- _Prompt_: Copy all data exactly. Skip pictures.

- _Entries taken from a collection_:
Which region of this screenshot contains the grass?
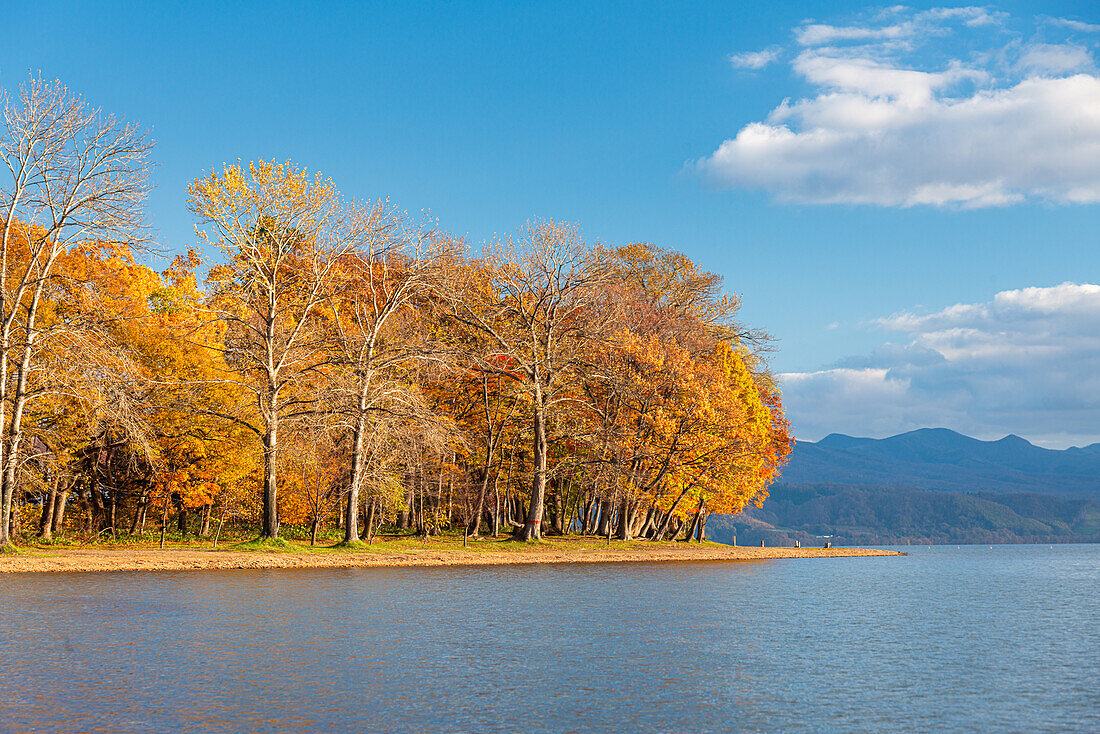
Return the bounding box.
[230,537,297,552]
[7,527,730,556]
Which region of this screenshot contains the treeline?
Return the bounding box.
[0,79,791,549]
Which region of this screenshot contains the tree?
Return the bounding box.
[0,78,151,547]
[188,160,365,539]
[579,243,791,541]
[444,221,611,540]
[324,201,452,544]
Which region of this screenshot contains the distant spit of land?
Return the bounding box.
[0,538,901,573]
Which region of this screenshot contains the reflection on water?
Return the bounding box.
[1,546,1098,733]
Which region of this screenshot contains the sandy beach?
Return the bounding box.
[0,541,902,573]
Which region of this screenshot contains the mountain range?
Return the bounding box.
[780,428,1100,496]
[709,428,1100,546]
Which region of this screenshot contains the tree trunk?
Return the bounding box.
[39,475,58,540]
[261,416,279,539]
[0,340,33,546]
[51,489,70,537]
[520,405,548,541]
[596,497,612,537]
[431,466,444,536]
[630,503,648,537]
[683,497,705,542]
[9,490,21,539]
[617,496,633,541]
[81,487,93,535]
[563,490,578,535]
[551,486,565,535]
[109,491,118,539]
[89,480,106,533]
[446,477,454,530]
[213,502,228,548]
[491,470,501,537]
[310,516,319,546]
[469,465,490,538]
[200,504,212,536]
[129,491,146,535]
[365,498,377,543]
[159,492,170,548]
[344,402,369,543]
[398,484,411,530]
[417,471,426,536]
[654,484,693,540]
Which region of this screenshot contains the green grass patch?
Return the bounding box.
[230,537,299,553]
[330,539,367,550]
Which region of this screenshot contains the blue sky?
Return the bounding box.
[5,1,1100,446]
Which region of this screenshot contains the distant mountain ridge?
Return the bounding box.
[781,428,1100,497]
[707,428,1100,545]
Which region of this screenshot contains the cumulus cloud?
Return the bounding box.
[730,47,781,70]
[698,7,1100,207]
[780,283,1100,447]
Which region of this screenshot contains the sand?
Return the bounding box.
[0,541,902,573]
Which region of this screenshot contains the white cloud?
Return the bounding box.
[1045,17,1100,34]
[794,7,1003,47]
[796,23,908,46]
[699,8,1100,207]
[1017,43,1094,74]
[730,47,781,70]
[781,283,1100,447]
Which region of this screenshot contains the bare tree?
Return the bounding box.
[0,78,151,546]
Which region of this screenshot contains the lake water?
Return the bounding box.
[1,544,1097,733]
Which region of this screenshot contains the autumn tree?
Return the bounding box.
[0,78,151,547]
[324,201,453,544]
[578,243,791,540]
[444,221,611,540]
[188,160,366,539]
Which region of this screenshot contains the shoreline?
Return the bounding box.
[0,541,902,574]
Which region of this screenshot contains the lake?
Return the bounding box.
[1,544,1097,733]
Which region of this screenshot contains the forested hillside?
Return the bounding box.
[0,79,792,549]
[709,430,1100,545]
[709,484,1100,546]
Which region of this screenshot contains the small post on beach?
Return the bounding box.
[760,540,764,547]
[795,540,800,548]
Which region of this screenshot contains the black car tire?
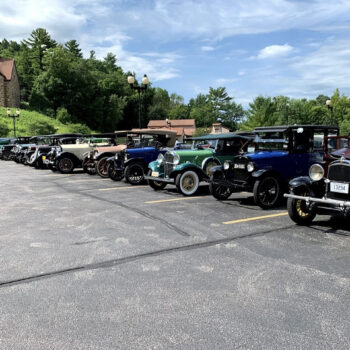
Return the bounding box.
[287,196,316,225]
[57,157,75,174]
[176,170,200,196]
[147,170,167,190]
[108,163,124,181]
[209,173,231,200]
[253,175,282,209]
[125,161,145,185]
[96,157,109,178]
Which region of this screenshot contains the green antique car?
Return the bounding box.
[145,133,252,196]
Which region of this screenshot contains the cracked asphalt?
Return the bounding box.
[0,161,349,350]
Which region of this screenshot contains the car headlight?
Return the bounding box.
[157,153,164,165]
[172,152,180,165]
[309,164,324,181]
[223,161,231,170]
[247,162,255,172]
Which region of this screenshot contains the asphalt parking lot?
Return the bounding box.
[0,161,349,350]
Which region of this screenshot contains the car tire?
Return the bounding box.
[147,170,167,190]
[176,170,200,196]
[125,161,145,185]
[209,173,231,200]
[96,157,109,178]
[108,163,124,181]
[253,175,282,209]
[287,196,316,225]
[57,157,75,174]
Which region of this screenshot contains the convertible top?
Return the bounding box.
[191,133,253,141]
[253,125,339,133]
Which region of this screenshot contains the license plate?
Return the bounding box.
[330,182,349,194]
[151,171,159,177]
[234,164,245,169]
[42,156,46,160]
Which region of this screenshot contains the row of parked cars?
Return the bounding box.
[1,124,349,226]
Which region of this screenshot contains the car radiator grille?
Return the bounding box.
[327,163,350,200]
[164,153,174,177]
[233,158,250,182]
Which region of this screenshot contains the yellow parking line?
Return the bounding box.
[99,185,149,191]
[145,196,203,204]
[223,212,288,225]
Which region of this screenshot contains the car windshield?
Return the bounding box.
[193,139,218,149]
[254,131,288,151]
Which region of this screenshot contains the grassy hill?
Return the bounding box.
[0,107,92,137]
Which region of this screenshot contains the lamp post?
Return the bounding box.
[7,108,20,137]
[127,74,150,129]
[326,99,334,125]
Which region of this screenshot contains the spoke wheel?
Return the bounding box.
[287,193,316,225]
[147,170,167,190]
[125,162,145,185]
[108,163,124,181]
[176,170,200,196]
[58,157,74,174]
[253,176,282,209]
[96,157,109,178]
[209,174,231,200]
[204,159,219,177]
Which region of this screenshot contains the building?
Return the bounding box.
[147,119,196,142]
[210,122,230,134]
[0,58,20,108]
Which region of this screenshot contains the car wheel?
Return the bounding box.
[253,175,282,209]
[209,173,231,200]
[287,195,316,225]
[203,159,220,177]
[108,163,124,181]
[96,157,109,178]
[125,162,145,185]
[57,157,74,174]
[147,170,167,190]
[176,170,200,196]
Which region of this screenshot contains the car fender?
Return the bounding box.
[56,152,81,166]
[148,160,159,171]
[124,157,147,169]
[210,165,224,174]
[201,157,221,169]
[172,163,205,179]
[97,152,114,160]
[288,176,325,197]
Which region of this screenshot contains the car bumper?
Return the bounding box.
[144,175,175,184]
[284,193,350,210]
[43,159,55,165]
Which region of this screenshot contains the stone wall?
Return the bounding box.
[0,64,20,108]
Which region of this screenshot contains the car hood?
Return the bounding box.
[96,145,126,153]
[126,147,156,155]
[331,147,350,159]
[243,150,289,161]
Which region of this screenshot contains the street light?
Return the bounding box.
[326,99,334,125]
[7,108,20,137]
[127,74,150,128]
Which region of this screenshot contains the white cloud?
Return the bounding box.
[215,78,238,85]
[257,44,294,59]
[201,46,215,51]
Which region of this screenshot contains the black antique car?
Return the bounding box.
[209,125,339,209]
[285,141,350,225]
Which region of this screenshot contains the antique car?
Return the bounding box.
[0,138,12,159]
[145,133,253,196]
[208,125,339,208]
[107,129,177,184]
[0,138,31,160]
[44,134,114,173]
[82,131,131,177]
[26,134,82,168]
[285,141,350,225]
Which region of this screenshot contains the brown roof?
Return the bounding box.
[148,119,195,127]
[0,58,14,81]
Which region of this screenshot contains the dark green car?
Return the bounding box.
[145,133,252,196]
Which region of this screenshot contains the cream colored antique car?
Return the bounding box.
[48,134,115,174]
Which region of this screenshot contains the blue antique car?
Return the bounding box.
[107,129,177,184]
[209,125,339,209]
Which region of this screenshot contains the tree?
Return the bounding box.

- _Response area_:
Which region of this screenshot contains the grass?
Return the bounding box.
[230,537,297,552]
[7,527,730,556]
Which region of this screenshot contains the treeline?
Return the bounding box.
[0,79,791,549]
Which region of this screenshot contains the tree?
Return the bounding box.
[0,78,151,547]
[188,160,365,539]
[579,243,791,541]
[444,221,611,540]
[324,201,452,544]
Which region of this screenshot contains the distant spit of land?
Return the bounding box.
[0,538,901,573]
Which region of this screenshot contains the reflection on water?
Return the bounding box.
[1,546,1098,733]
Which region of this screenshot contains the sandy beach?
Return the bounding box.
[0,541,902,573]
Which region of this screenshot contains the mountain range?
Return the bounding box.
[780,428,1100,496]
[709,428,1100,546]
Which region of this screenshot contains the tree trunk?
Return the bounding box.
[39,475,58,540]
[261,416,279,539]
[0,340,33,546]
[51,489,70,537]
[520,405,548,541]
[596,497,612,537]
[431,466,444,536]
[630,503,648,537]
[683,497,705,542]
[9,490,21,539]
[617,496,633,541]
[81,487,93,535]
[563,490,578,535]
[551,486,565,535]
[109,491,118,539]
[89,480,106,533]
[446,477,454,530]
[213,502,228,548]
[491,470,501,537]
[310,516,319,546]
[469,465,490,538]
[200,504,212,536]
[129,491,146,535]
[365,498,377,543]
[159,492,170,548]
[344,402,369,543]
[398,484,411,530]
[417,471,426,536]
[654,484,693,540]
Which region of this screenshot contains the green grass patch?
Return the bounding box.
[230,537,299,553]
[330,539,367,550]
Which region of this screenshot contains the blue sky?
Return the bounding box.
[5,1,1100,446]
Which region of this screenshot contains the distant mountain ridge?
Return the bounding box.
[781,428,1100,497]
[707,428,1100,545]
Which region of this screenshot contains the cumulus cloud?
Return the bounding box.
[730,47,781,70]
[698,7,1100,207]
[780,283,1100,447]
Which region of this screenshot contains the sand?
Return the bounding box.
[0,541,902,573]
Which region of this screenshot contains the white cloud?
Return the bounding box.
[1045,17,1100,34]
[794,7,1003,47]
[796,23,908,46]
[699,8,1100,207]
[1017,43,1094,74]
[730,47,781,70]
[781,283,1100,447]
Which region of this screenshot contains the bare tree?
Return the bounding box.
[0,78,151,546]
Which region of this screenshot contains the lake water?
Return the bounding box.
[1,544,1097,733]
Which region of this screenshot contains the autumn tree?
Return the bounding box.
[0,78,151,547]
[324,201,453,544]
[578,243,791,540]
[444,221,611,540]
[188,160,366,539]
Which region of this screenshot contains the shoreline?
Return the bounding box.
[0,541,902,574]
Which region of this screenshot contains the lake?
Return the bounding box.
[1,544,1097,733]
Which region of this screenshot contains the forested hillside?
Return the bounding box.
[0,79,792,549]
[709,430,1100,545]
[709,484,1100,546]
Which region of this screenshot contains the small post on beach?
Return the bounding box.
[760,540,764,547]
[795,540,800,548]
Which region of this screenshot contains the black car tire?
Return the bounding box.
[287,196,316,225]
[57,157,75,174]
[176,170,200,196]
[147,170,167,190]
[108,163,124,181]
[209,173,231,200]
[253,175,282,209]
[125,161,145,185]
[96,157,109,178]
Which region of this screenshot contains the green antique car?
Return the bounding box.
[145,133,252,196]
Which region of this screenshot contains the cracked asphalt?
Return the bounding box.
[0,161,349,350]
Which region of this screenshot contains the car headlight?
Return the bounding box.
[157,153,164,165]
[172,152,180,165]
[309,164,324,181]
[223,161,231,170]
[247,162,255,172]
Which region of this screenshot contains the asphalt parking lot?
Return the bounding box.
[0,161,349,350]
Which region of this screenshot contains the car tire?
Return the bounding box.
[147,170,167,190]
[176,170,200,196]
[125,161,145,185]
[209,173,231,200]
[96,157,109,178]
[108,163,124,181]
[253,175,282,209]
[287,196,316,225]
[57,157,75,174]
Which region of this screenshot contains the convertible top?
Return the bounding box.
[191,133,253,141]
[253,125,339,133]
Which region of this screenshot contains the license plate?
Return the bounding box.
[330,182,349,194]
[151,171,159,177]
[234,164,245,169]
[42,156,46,160]
Which region of this screenshot contains the row of parked cars?
Return the bounding box.
[1,124,349,226]
Which region of this screenshot contains the car radiator grille?
Return the bounding box.
[327,163,350,200]
[164,153,174,177]
[233,158,250,182]
Which region of this screenshot contains the yellow parking line?
Return the bounding box.
[99,185,149,191]
[145,196,203,204]
[223,212,288,225]
Which region of this screenshot contains the car windshield?
Return the bounding box.
[193,139,218,149]
[254,131,288,151]
Which region of this screenshot contains the grassy hill?
Return the bounding box.
[0,107,92,137]
Which region of this screenshot contains the lamp post?
Return the bounding box.
[7,108,20,137]
[127,74,150,129]
[326,99,334,125]
Which region of this screenshot contains the spoke wheel?
Return the bounding box.
[287,193,316,225]
[147,170,167,190]
[125,162,145,185]
[108,163,124,181]
[176,170,200,196]
[58,157,74,174]
[253,176,282,209]
[96,157,109,178]
[209,174,231,200]
[204,159,219,177]
Which region of this screenshot contains the building?
Return the bounding box.
[147,119,196,142]
[210,122,230,134]
[0,58,20,108]
Which region of this screenshot contains the car wheel?
Return the bounding box.
[253,175,282,209]
[209,173,231,200]
[287,195,316,225]
[203,159,220,177]
[108,163,124,181]
[96,157,109,178]
[125,162,145,185]
[57,157,74,174]
[147,170,167,190]
[176,170,200,196]
Which region of this screenshot contains the car fender?
Return the bounding box.
[56,152,81,166]
[148,160,159,171]
[124,157,147,169]
[210,165,224,174]
[201,157,221,169]
[172,163,205,179]
[97,152,114,160]
[288,176,325,197]
Which region of this screenshot contains the car bumper?
Return the bounding box.
[144,175,175,184]
[284,193,350,210]
[43,159,55,165]
Which region of this screenshot contains the stone wall?
Return the bounding box.
[0,64,20,108]
Which region of this screenshot contains the car hood?
Return the bounding box.
[96,145,126,153]
[126,147,156,155]
[331,147,350,159]
[243,150,289,161]
Which region of this screenshot contains the street light?
Return the bounding box.
[326,99,334,125]
[7,108,20,137]
[127,74,150,128]
Which region of this screenshot contains the white cloud?
Return the bounding box.
[215,78,238,85]
[257,44,294,59]
[201,46,215,51]
Which region of this screenshot contains the black antique car?
Return the bounding box.
[209,125,339,209]
[285,141,350,225]
Which region of this screenshot contains the antique car?
Return the bounding box.
[0,138,12,159]
[145,133,253,196]
[208,125,339,208]
[107,129,177,184]
[0,138,31,160]
[44,134,114,173]
[82,131,131,177]
[26,134,82,168]
[285,141,350,225]
Which region of this screenshot contains the brown roof?
Return the bounding box.
[148,119,195,127]
[0,58,14,81]
Which region of this screenshot contains the dark green car?
Return the bounding box.
[145,133,252,196]
Which region of this screenshot contains the cream colored antique car?
Return the bounding box.
[48,134,115,174]
Which region of this screenshot contains the blue antique car?
Return the bounding box.
[107,129,177,184]
[209,125,339,209]
Which region of this screenshot contains the tree?
Return the bounding box.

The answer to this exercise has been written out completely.